**SUPPLIED MATERIAL:**
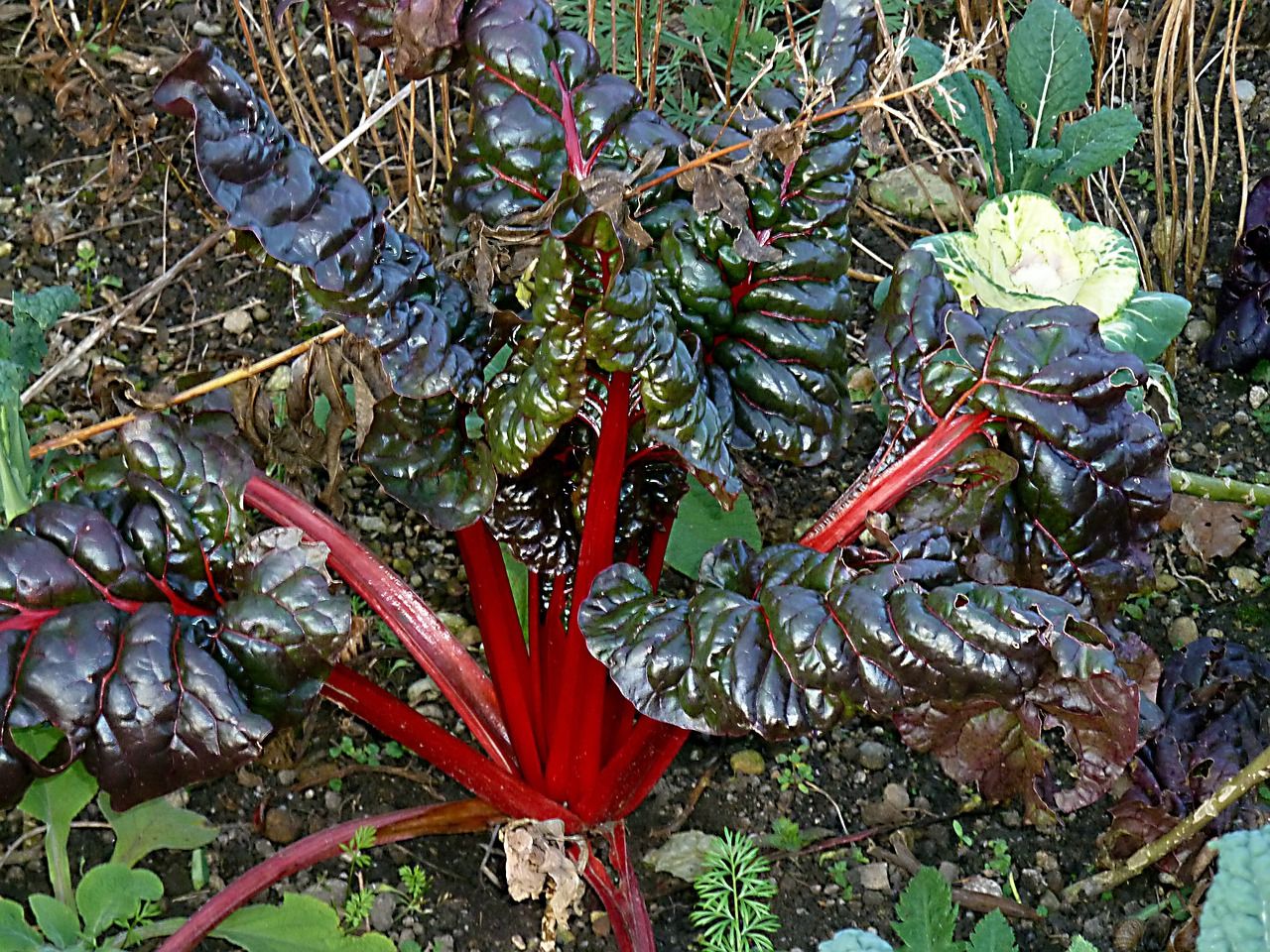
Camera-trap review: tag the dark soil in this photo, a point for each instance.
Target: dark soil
(145, 209)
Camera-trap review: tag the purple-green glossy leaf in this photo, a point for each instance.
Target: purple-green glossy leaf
(377, 281)
(1091, 480)
(1242, 334)
(541, 109)
(154, 678)
(784, 642)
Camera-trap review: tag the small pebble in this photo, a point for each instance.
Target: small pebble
(236, 321)
(1198, 330)
(748, 762)
(1245, 579)
(875, 876)
(1183, 631)
(874, 756)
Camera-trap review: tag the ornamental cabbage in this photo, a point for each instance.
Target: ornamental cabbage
(1025, 253)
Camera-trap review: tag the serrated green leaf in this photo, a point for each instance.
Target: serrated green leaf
(55, 919)
(1092, 144)
(992, 934)
(1049, 68)
(153, 825)
(16, 934)
(1236, 915)
(300, 924)
(1147, 325)
(46, 306)
(113, 895)
(855, 941)
(702, 524)
(926, 916)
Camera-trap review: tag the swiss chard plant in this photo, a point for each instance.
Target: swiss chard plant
(1049, 71)
(1242, 335)
(621, 325)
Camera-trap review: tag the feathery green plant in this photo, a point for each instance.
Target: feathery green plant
(733, 909)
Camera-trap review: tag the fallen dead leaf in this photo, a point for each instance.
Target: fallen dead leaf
(1210, 530)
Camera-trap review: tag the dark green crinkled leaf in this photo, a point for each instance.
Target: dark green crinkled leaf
(545, 381)
(1092, 480)
(757, 267)
(157, 678)
(781, 643)
(541, 109)
(377, 281)
(422, 454)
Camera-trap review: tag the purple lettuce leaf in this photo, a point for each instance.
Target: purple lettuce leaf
(1091, 481)
(544, 109)
(785, 642)
(157, 682)
(1242, 334)
(1213, 697)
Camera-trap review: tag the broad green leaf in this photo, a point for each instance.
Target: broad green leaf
(55, 919)
(955, 98)
(1092, 144)
(1011, 134)
(702, 524)
(992, 934)
(1049, 68)
(1035, 164)
(926, 915)
(1236, 915)
(153, 825)
(1147, 325)
(16, 934)
(113, 895)
(855, 941)
(300, 924)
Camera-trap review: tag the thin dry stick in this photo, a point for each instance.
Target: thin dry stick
(143, 296)
(1227, 794)
(268, 363)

**GIVEN PROBLEM:**
Give back, exactly as written, the lines from the one with "Camera-trap review: tag the feathery" to the last line.

**REPLY TO THE EXERCISE:**
Camera-trap review: tag the feathery green plant in this photo, a point for each instance.
Target: feathery green plant
(733, 909)
Camera-trap review: tag the fallen dead leaf in this photo, a point for each instance.
Target: fallen dead leaf
(1210, 530)
Camera-trap review: tag the dark green crinkled leaf in this photo, a point for each instance.
Target: dark green crinkled leaf
(545, 381)
(1092, 480)
(757, 267)
(157, 678)
(781, 643)
(541, 109)
(377, 281)
(422, 454)
Camera-trap review: tag the purple lettuce leaf in this photo, a point for each instance.
Target: purple lettuce leaf
(1091, 481)
(544, 109)
(785, 642)
(157, 682)
(1242, 334)
(1213, 697)
Camera-trap review: tag the broad green leaf in this photo, a point for each instance.
Target: broad green leaf
(55, 919)
(955, 98)
(1092, 144)
(1011, 134)
(702, 524)
(992, 934)
(1049, 68)
(1035, 164)
(926, 915)
(1236, 915)
(153, 825)
(1147, 325)
(16, 934)
(113, 895)
(855, 941)
(300, 924)
Camera-trap review: tag the thin dry stick in this photo, a point for each instance.
Target: thin dry stick
(143, 296)
(1227, 794)
(268, 363)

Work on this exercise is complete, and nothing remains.